__Instrução A__
Nos registros, reproduza palavra por palavra a parte que começa na linha que contém "Phrase: farmland field" e termina no fim dos registros, com as duas extremidades incluídas. Deixe as imagens fora da resposta.

__Trecho selecionado__
::::::::::
Cada repositório tem um dicionário de mapeamento das dependências diretas, que é um mapa do nome aparente para o nome canônico. Usamos o mapeamento de repositório para resolver o nome do repositório ao construir um rótulo. Não há conflito de nomes de repositórios canônicos, e os usos de nomes de repositórios aparentes podem ser descobertos analisando o arquivo MODULE.bazel. Portanto, os conflitos podem ser facilmente detectados e resolvidos sem afetar outras dependências.

Dependências estritas

O novo formato de especificação de dependência permite realizar verificações mais rigorosas. Em particular, agora exigimos que um módulo só possa usar repositórios criados com base nas dependências diretas dele. Isso ajuda a evitar falhas acidentais e difíceis de depurar quando algo no gráfico de dependência transitiva muda.

As dependências estritas são implementadas com base no mapeamento de repositório. Basicamente, o mapeamento de repositório para cada repositório contém todas as dependências diretas, e nenhum outro repositório fica visível. As dependências visíveis de cada repositório são determinadas da seguinte maneira:

  • Um repositório de módulo do Bazel pode ver todos os repositórios introduzidos no arquivo MODULE.bazel via bazel_dep e use_repo.
  • Um repositório de extensão de módulo pode ver todas as dependências visíveis do módulo que fornece a extensão, além de todos os outros repositórios gerados pela mesma extensão de módulo.

Registros

O Bzlmod descobre dependências solicitando informações dos registros do Bazel. Um registro do Bazel é simplesmente um banco de dados de módulos do Bazel. A única forma de registros compatível é um registro de índice, que é um diretório local ou um servidor HTTP estático seguindo um formato específico. No futuro, planejamos adicionar suporte a registros de módulo único, que são simplesmente repositórios git que contêm a origem e o histórico de um projeto.

Registro de índice

Um registro de índice é um diretório local ou um servidor HTTP estático que contém informações sobre uma lista de módulos, incluindo a página inicial, os mantenedores, o arquivo MODULE.bazel de cada versão e como buscar a origem de cada versão. É importante ressaltar que ele não precisa veicular os próprios arquivos de origem.

Um registro de índice precisa seguir o formato abaixo:

  • /bazel_registry.json: um arquivo JSON que contém metadados para o registro, como:
    • mirrors, especificando a lista de espelhos a serem usados para arquivos de origem.
    • module_base_path, especificando o caminho base para módulos do tipo local_repository no arquivo source.json.
::::::::::
(Registros de origem)
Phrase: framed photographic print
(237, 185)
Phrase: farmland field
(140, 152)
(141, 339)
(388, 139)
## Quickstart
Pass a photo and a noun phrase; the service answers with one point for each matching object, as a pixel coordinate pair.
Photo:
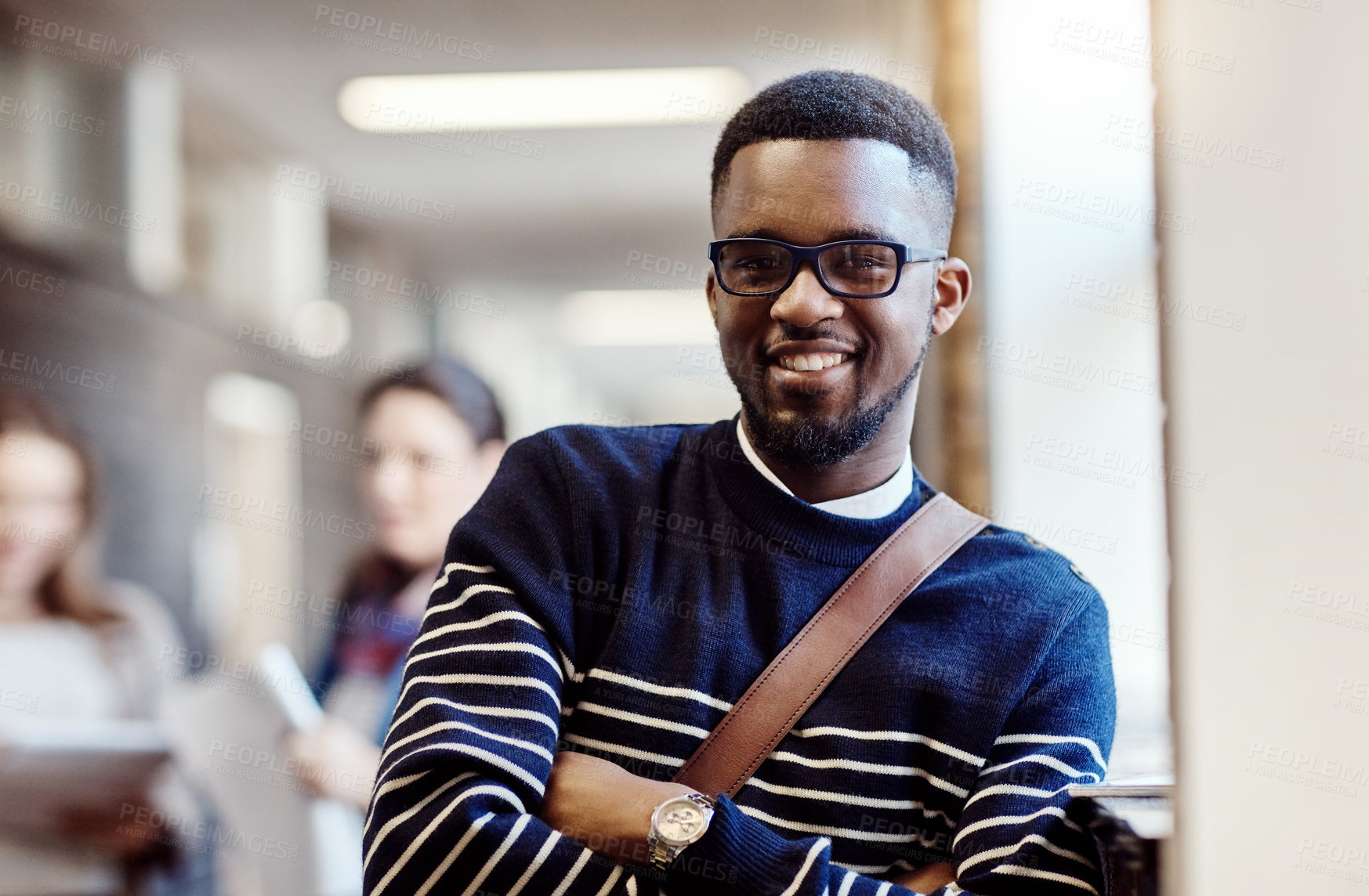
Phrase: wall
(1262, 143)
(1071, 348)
::::::::::
__Instrução B__
Responda a estas perguntas com base no trecho sobre dependências e registros do Bazel:
(i) Qual é a única forma de registro compatível?
(ii) Quais repositórios um repositório de módulo do Bazel pode ver?
(iii) O que o campo mirrors especifica no arquivo /bazel_registry.json?

__Resultado do exercício A__
Phrase: farmland field
(140, 152)
(141, 339)
(388, 139)
## Quickstart
Pass a photo and a noun phrase; the service answers with one point for each matching object, as a pixel coordinate pair.
Photo:
Phrase: wall
(1262, 143)
(1071, 348)

__Resultado do exercício B__
(i) A única forma de registro compatível é o registro de índice, que é um diretório local ou um servidor HTTP estático que segue um formato específico.
(ii) Ele pode ver todos os repositórios introduzidos no arquivo MODULE.bazel via bazel_dep e use_repo.
(iii) Ele especifica a lista de espelhos a serem usados para arquivos de origem.